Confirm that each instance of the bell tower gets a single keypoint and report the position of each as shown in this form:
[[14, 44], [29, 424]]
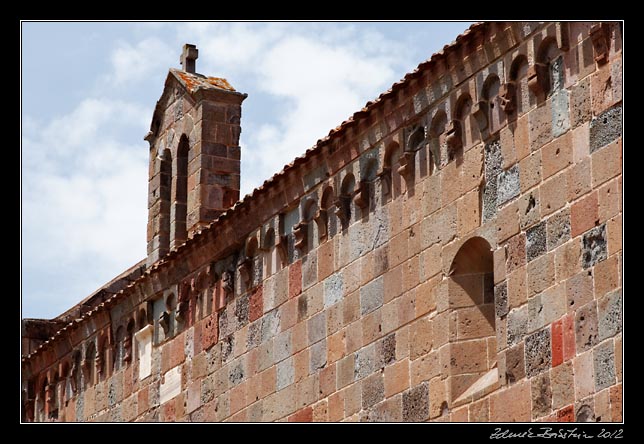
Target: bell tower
[[194, 155]]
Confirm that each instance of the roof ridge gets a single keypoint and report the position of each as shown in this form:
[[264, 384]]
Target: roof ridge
[[186, 78]]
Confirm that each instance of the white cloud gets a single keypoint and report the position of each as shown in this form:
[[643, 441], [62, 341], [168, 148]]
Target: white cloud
[[133, 63], [85, 173], [84, 201]]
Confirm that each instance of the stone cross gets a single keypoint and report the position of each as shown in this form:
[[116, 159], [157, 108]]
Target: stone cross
[[188, 57]]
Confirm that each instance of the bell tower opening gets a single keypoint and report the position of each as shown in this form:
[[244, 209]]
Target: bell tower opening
[[194, 155]]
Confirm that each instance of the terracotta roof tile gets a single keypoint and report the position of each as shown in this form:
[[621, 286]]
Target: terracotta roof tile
[[196, 81]]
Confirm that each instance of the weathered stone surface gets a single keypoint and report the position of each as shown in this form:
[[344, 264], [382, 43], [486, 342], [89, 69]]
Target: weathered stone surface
[[501, 299], [517, 324], [371, 296], [370, 318], [537, 352], [508, 186], [536, 241], [332, 290], [610, 315], [541, 395], [373, 390], [586, 327], [604, 358], [558, 229], [605, 128], [594, 246], [416, 403], [514, 364]]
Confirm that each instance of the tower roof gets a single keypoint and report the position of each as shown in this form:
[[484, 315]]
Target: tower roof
[[194, 81]]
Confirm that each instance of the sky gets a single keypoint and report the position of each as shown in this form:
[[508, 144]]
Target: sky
[[88, 93]]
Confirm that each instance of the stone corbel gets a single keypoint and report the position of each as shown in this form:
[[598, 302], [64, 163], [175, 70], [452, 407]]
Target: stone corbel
[[361, 198], [341, 204], [87, 369], [244, 267], [508, 97], [480, 111], [164, 322], [73, 370], [49, 397], [185, 292], [227, 282], [300, 231], [600, 36], [453, 136], [29, 409], [385, 180], [98, 360], [539, 80], [321, 219], [127, 347], [406, 168]]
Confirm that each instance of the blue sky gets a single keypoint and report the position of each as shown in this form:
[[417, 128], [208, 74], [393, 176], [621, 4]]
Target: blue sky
[[88, 93]]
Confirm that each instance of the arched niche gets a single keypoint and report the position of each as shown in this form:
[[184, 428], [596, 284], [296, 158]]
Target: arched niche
[[473, 343]]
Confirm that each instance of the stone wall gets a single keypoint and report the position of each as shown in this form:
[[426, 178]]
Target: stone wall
[[451, 253]]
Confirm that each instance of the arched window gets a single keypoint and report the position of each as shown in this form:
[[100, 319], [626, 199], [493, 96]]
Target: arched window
[[326, 214], [76, 373], [546, 75], [437, 146], [165, 201], [271, 256], [517, 95], [101, 360], [52, 397], [41, 401], [308, 216], [469, 127], [142, 319], [490, 95], [345, 209], [256, 263], [368, 172], [120, 348], [128, 342], [90, 364], [179, 211], [473, 347], [391, 183], [170, 310]]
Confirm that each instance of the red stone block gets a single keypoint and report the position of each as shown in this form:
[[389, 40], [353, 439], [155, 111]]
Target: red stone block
[[169, 412], [304, 415], [567, 414], [584, 214], [256, 304], [209, 333], [295, 279], [557, 342], [197, 339], [143, 401], [568, 336], [178, 350]]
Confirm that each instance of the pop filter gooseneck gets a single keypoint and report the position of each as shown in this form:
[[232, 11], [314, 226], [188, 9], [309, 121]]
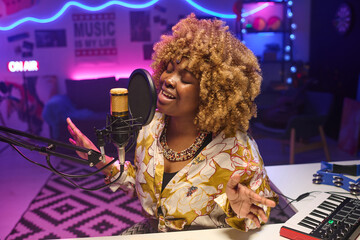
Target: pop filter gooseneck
[[142, 96]]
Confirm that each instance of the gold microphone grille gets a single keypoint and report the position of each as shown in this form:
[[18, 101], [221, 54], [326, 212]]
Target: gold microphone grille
[[119, 102]]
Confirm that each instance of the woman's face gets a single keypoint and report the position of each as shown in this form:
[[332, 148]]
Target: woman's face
[[179, 93]]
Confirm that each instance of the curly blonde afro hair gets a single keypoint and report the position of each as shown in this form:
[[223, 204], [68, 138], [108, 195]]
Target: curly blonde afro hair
[[229, 73]]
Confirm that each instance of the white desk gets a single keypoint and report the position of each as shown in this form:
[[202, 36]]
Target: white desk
[[291, 180]]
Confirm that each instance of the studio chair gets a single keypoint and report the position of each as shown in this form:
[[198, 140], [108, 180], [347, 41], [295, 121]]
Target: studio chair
[[303, 130]]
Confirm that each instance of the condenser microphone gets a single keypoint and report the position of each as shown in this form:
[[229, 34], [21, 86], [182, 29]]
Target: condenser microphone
[[119, 126]]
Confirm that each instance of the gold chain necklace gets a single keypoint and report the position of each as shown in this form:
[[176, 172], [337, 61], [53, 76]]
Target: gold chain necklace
[[184, 155]]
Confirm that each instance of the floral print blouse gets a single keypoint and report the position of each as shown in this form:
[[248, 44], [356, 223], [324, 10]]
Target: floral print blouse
[[195, 197]]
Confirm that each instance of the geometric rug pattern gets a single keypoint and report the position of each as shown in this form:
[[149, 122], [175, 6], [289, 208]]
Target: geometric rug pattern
[[60, 210]]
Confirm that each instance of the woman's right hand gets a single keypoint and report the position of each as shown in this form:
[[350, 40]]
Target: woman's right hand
====
● EXERCISE PROMPT: Give back the entries verbatim but drop every picture.

● ANSWER TO THE EXERCISE:
Confirm that each instance of the bell tower gets a single keypoint and report the position of each as shown in this form:
[[14, 44], [29, 424]]
Target: bell tower
[[194, 155]]
Confirm that each instance of the roof ridge gets a single keypoint and report the position of each as shown in this form:
[[264, 384]]
Target: roof ridge
[[186, 78]]
Confirm that each instance of the white cloud gets a single keypoint and report the position of each as shown in this form:
[[643, 441], [62, 341], [168, 148]]
Target: white cloud
[[133, 63], [85, 173], [84, 201]]
Confirm that each instance of the stone cross gets a single keypoint and report the position of each as shown in this form:
[[116, 159], [157, 108]]
Target: stone cross
[[188, 57]]
Confirm that each instance of the bell tower opening gets a single keypoint and report the position of each as shown in this form:
[[244, 209]]
Target: bell tower opening
[[194, 155]]
Confirm that each instance of the terracotta roof tile gets a single keypoint and report the position of each as shown in this form:
[[621, 286]]
Target: terracotta roof tile
[[196, 81]]
Confirm that each instance of the weathered stone surface gets a single keypoint and report the position of each as shown in this form:
[[344, 264], [382, 43], [486, 342], [89, 69]]
Target: weathered stone surface
[[501, 299], [517, 324], [371, 296], [370, 318], [537, 352], [508, 186], [536, 241], [332, 290], [610, 315], [541, 395], [373, 390], [586, 327], [604, 358], [558, 229], [605, 128], [594, 246], [416, 403], [514, 364]]
Confirm that each instance of the tower roof gets a single keypoint and report the position of each as shown in this form:
[[484, 315]]
Target: tower roof
[[194, 81]]
Confirm that each instance of the sky gets a single keypoint and report the position of each as shown in this form:
[[508, 144]]
Target: sky
[[88, 93]]
Confirm that each instance of the stone corbel gets a single keypoint and report the position of each as shown in this form:
[[598, 302], [64, 163], [175, 70], [452, 407]]
Target: stone corbel
[[361, 198], [341, 204], [87, 369], [244, 267], [508, 97], [480, 111], [164, 322], [73, 370], [49, 397], [185, 292], [227, 282], [300, 231], [600, 36], [453, 136], [29, 409], [385, 180], [98, 360], [539, 80], [321, 219], [127, 347], [406, 168]]
Confirm that each instance of the blue sky gets a single keypoint and report the position of each as shown in this form:
[[417, 128], [208, 74], [393, 176], [621, 4]]
Target: blue sky
[[88, 93]]
Confirm that each instance of the arched niche gets a single keypoint and report the position of each as shown in this form:
[[184, 428], [596, 284], [296, 158]]
Target: arched niche
[[473, 343]]
Confirm that each instance of the stone wall gets a single keypoint and report the position of each as shown in this form:
[[426, 178]]
Target: stone wall
[[451, 253]]
Confirm that each instance of the arched window gets a single keypoint and report the position of each as shown in this form:
[[100, 319], [626, 199], [493, 96]]
Target: arched window
[[326, 214], [76, 373], [546, 75], [437, 146], [165, 201], [271, 256], [517, 95], [101, 360], [52, 397], [41, 401], [308, 216], [469, 127], [142, 319], [490, 95], [345, 209], [256, 263], [368, 172], [120, 348], [128, 342], [90, 364], [179, 211], [473, 347], [391, 183], [170, 310]]
Confirm that each instance of the red stone block gets a single keypoint and report the position of each as shown in this form:
[[389, 40], [353, 439], [155, 111]]
Target: red stone block
[[169, 412], [304, 415], [567, 414], [584, 214], [256, 304], [209, 333], [295, 279], [557, 342], [197, 339], [143, 401], [568, 336], [178, 350]]
Confirm that each instance of the pop filter gooseneck gets a single keypoint and report the position of each as shown in this form:
[[232, 11], [314, 226], [188, 9], [309, 121]]
Target: pop filter gooseneck
[[142, 96]]
Confirm that each instance of the gold microphone grille gets a single keypoint and report the position of each as shown in this form:
[[18, 101], [221, 54], [326, 212]]
Target: gold microphone grille
[[119, 102]]
Confirm that each instance of the woman's face gets a single keypoint and report the position of each as shown in this form:
[[332, 148]]
Target: woman's face
[[179, 93]]
Confirm that each instance of the curly blonde afro hair gets a single keypoint and report the position of each as shown in this form:
[[223, 204], [68, 138], [108, 195]]
Target: curly blonde afro hair
[[229, 73]]
Confirm that each instance of the white desk gets a single keypoint and report the position of each as shown in this form:
[[202, 36]]
Target: white desk
[[291, 180]]
Confirm that each instance of the studio chair gets a single keypoint and report the position of each as shown in this form:
[[198, 140], [108, 180], [347, 41], [295, 121]]
Target: studio chair
[[303, 130]]
Confirm that each instance of the condenser microphone gets a single keypoint and report the position of each as shown in this form:
[[229, 34], [21, 86], [182, 29]]
Target: condenser microphone
[[119, 126]]
Confirm that each instance of the gold chain necklace gets a single keypoint and report the position of each as shown in this form:
[[176, 172], [337, 61], [53, 76]]
Target: gold chain necklace
[[184, 155]]
Confirm that each instance of the floral print blouse gets a single keypoint and report the position of each as shown in this form:
[[248, 44], [356, 223], [324, 10]]
Target: floral print blouse
[[195, 197]]
Confirm that each instance of the geometric rug pattern gets a single keypoint and report the position of each as shown in this form:
[[149, 122], [175, 6], [289, 208]]
Target: geometric rug pattern
[[60, 210]]
Confirm that each instance of the woman's right hand gets a single keypoint and report the position of each as shown in this form:
[[350, 40]]
Target: woman's right hand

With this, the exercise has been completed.